◆ What is required: Swap "sconce shade" for "lampshade" and write out again only the stretch from the line containing "For full credit, report the bounding box of the wall" through the line containing "[349, 107, 373, 132]", leaving everything else unchanged.
BEGIN Task material
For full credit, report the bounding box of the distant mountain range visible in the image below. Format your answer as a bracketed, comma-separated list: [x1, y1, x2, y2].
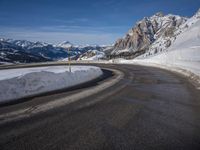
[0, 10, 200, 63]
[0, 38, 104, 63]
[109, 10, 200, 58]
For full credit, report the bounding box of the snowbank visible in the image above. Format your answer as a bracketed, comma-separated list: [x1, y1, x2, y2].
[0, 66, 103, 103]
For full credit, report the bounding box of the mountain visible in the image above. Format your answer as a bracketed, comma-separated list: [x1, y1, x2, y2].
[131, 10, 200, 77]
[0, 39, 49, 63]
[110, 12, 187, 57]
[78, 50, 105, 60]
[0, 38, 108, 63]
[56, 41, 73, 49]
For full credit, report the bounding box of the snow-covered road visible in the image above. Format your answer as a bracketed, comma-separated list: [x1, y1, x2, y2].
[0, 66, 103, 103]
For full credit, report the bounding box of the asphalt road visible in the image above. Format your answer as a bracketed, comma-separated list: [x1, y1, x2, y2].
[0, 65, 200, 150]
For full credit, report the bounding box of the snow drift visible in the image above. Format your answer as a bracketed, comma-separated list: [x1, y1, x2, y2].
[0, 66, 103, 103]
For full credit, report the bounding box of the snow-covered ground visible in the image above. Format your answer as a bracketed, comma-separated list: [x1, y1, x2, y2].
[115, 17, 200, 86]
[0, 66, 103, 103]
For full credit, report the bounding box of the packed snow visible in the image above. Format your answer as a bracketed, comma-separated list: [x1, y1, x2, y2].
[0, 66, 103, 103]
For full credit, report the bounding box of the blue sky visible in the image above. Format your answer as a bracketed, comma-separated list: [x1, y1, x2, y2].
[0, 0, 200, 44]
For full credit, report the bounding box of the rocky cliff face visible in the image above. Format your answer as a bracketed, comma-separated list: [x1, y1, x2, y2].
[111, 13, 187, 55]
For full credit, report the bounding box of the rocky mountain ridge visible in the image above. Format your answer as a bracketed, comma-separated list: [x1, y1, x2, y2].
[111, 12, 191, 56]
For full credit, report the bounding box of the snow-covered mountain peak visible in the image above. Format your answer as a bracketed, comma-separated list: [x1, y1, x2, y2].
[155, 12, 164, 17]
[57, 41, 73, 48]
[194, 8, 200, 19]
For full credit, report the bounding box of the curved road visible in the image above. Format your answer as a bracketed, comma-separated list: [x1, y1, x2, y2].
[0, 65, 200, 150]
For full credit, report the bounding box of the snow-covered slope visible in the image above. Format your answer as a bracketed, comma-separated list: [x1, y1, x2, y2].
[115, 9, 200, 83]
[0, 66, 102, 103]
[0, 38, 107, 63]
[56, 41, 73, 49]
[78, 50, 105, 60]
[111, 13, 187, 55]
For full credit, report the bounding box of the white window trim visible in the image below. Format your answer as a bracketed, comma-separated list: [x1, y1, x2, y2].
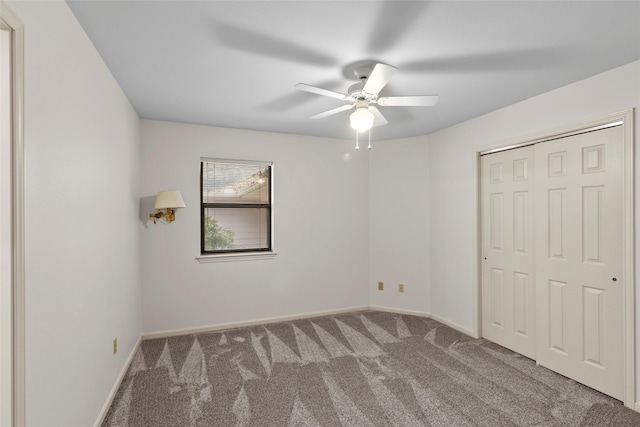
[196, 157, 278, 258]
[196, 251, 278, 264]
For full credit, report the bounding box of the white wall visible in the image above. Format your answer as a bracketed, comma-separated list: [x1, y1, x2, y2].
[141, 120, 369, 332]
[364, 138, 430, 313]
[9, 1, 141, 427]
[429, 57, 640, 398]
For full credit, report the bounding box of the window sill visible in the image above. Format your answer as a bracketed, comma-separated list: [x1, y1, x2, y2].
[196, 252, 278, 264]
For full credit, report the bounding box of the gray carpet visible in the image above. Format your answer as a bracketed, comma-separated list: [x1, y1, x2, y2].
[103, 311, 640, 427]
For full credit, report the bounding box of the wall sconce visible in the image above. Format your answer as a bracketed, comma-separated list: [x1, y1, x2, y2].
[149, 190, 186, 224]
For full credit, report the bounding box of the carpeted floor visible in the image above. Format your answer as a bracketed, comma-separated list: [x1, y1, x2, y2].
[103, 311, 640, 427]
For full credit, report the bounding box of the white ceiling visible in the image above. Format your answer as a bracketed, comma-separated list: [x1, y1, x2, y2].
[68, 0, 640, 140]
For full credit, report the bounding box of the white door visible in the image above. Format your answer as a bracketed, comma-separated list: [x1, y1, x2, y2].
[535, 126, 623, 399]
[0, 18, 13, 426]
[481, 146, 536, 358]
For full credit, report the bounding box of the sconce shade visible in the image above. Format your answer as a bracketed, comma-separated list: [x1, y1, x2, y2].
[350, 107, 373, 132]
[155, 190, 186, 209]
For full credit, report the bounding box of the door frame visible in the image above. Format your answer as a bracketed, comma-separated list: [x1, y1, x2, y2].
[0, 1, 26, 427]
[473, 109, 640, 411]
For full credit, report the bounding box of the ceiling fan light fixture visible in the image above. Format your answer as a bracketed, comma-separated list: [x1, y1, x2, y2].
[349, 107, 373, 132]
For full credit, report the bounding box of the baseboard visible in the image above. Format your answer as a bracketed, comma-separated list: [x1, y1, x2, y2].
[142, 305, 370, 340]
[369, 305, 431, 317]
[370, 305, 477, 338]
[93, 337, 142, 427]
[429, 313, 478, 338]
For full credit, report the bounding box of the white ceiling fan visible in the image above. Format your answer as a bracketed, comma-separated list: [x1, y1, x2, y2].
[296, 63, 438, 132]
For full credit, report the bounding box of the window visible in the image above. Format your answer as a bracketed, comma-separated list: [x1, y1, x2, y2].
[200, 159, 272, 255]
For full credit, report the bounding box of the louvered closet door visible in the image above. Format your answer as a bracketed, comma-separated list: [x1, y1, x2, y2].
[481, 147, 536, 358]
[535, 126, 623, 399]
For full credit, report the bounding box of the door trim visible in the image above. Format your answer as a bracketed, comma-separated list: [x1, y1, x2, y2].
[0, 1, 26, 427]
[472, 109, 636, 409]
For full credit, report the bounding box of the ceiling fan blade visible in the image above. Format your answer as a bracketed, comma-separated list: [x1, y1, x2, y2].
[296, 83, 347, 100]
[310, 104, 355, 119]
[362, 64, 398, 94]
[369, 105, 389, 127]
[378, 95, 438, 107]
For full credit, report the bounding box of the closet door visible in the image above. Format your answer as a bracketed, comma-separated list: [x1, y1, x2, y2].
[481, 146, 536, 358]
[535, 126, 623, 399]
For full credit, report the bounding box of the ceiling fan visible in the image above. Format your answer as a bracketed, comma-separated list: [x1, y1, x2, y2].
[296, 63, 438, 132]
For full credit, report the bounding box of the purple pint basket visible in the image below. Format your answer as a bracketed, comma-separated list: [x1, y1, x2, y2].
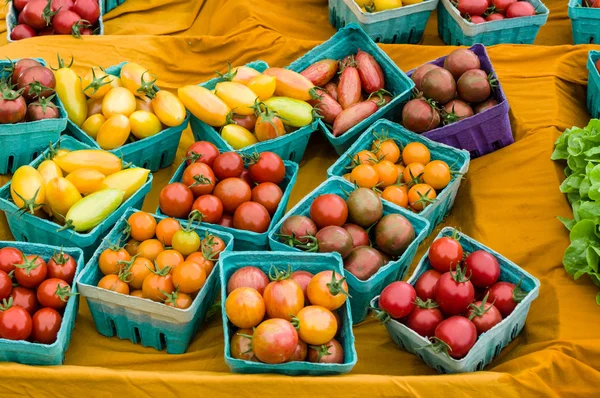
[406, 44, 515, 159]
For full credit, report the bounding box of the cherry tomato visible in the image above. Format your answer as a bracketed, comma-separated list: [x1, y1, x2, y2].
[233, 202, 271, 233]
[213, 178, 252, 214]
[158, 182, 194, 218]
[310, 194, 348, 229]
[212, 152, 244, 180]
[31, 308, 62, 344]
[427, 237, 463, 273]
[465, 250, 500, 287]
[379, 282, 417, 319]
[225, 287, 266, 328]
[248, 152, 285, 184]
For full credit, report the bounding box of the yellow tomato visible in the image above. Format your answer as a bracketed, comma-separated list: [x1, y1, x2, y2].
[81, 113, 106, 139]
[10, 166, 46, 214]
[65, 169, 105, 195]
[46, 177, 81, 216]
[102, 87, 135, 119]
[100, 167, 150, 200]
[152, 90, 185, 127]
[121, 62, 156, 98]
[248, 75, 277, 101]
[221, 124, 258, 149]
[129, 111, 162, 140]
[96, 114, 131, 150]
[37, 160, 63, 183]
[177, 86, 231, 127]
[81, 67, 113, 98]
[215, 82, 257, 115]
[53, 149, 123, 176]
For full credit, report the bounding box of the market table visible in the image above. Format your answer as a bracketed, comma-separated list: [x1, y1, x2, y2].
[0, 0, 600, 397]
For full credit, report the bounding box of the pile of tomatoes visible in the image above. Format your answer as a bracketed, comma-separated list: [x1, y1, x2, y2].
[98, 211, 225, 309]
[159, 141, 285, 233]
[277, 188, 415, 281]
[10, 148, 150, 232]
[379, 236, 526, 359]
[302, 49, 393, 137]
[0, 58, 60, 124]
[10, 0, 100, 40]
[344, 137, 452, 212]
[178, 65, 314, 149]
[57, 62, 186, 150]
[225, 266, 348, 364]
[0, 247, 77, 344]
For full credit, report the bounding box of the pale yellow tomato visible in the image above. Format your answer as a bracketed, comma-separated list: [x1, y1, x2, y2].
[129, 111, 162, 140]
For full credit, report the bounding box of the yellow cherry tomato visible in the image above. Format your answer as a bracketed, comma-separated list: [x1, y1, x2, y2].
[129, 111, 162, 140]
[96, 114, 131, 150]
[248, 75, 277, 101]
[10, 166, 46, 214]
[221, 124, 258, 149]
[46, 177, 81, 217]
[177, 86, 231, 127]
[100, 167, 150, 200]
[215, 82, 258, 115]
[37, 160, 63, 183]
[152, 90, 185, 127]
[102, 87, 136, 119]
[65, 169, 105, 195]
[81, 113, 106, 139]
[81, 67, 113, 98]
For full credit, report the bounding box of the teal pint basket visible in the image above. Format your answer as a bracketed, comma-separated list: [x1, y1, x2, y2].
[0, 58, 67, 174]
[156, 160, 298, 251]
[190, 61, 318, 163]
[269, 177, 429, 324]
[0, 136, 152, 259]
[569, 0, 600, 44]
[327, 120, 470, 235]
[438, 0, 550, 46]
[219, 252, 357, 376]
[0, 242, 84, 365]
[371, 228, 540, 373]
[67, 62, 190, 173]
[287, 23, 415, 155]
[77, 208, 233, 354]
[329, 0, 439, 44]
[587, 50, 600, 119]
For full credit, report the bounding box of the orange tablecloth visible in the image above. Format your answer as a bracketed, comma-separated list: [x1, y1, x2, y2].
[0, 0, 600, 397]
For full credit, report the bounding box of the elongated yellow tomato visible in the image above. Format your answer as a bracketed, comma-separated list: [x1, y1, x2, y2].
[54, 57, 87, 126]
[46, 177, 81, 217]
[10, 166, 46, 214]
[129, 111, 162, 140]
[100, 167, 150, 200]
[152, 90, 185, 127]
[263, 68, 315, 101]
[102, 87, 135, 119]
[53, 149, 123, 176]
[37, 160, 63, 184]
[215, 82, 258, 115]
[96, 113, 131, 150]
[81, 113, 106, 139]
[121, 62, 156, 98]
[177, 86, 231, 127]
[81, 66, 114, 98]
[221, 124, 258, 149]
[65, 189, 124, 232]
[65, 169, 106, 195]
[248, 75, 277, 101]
END Task material
◆ Task answer:
For full credit, report the bounding box of the wall sconce visible in the image above. Format your answer as a bracketed, comma-separated list: [x1, y1, x2, y2].
[149, 190, 186, 224]
For full credit, report the bounding box of the carpeted floor visible in the image above. Format your answer as a bracketed, comma-separated list: [x1, y1, x2, y2].
[103, 311, 640, 427]
For full credit, report the bounding box of the white ceiling visible in the image above. Format your answer as a bracketed, comma-separated list: [x1, y1, x2, y2].
[68, 0, 640, 140]
For full credit, report the bounding box of the white door visible in the image above. Format your answer as a bracketed, comma-separated list: [x1, y1, x2, y2].
[535, 126, 623, 399]
[0, 18, 13, 426]
[481, 146, 536, 358]
For full credit, report the bounding box of the lampshade visible in the image above. Format your answer as a bracketed, comma-separated list: [x1, y1, x2, y2].
[350, 107, 373, 132]
[155, 190, 186, 209]
For full credit, report the bounding box of the door frame visible in the image above. Format your answer as a bracketed, comma-separated list: [x1, y1, x2, y2].
[0, 1, 26, 427]
[473, 109, 640, 411]
For full credit, report the bounding box of the ceiling fan light fixture visible in the image above. Format your answer as a bracketed, comma-separated list: [x1, y1, x2, y2].
[349, 107, 373, 132]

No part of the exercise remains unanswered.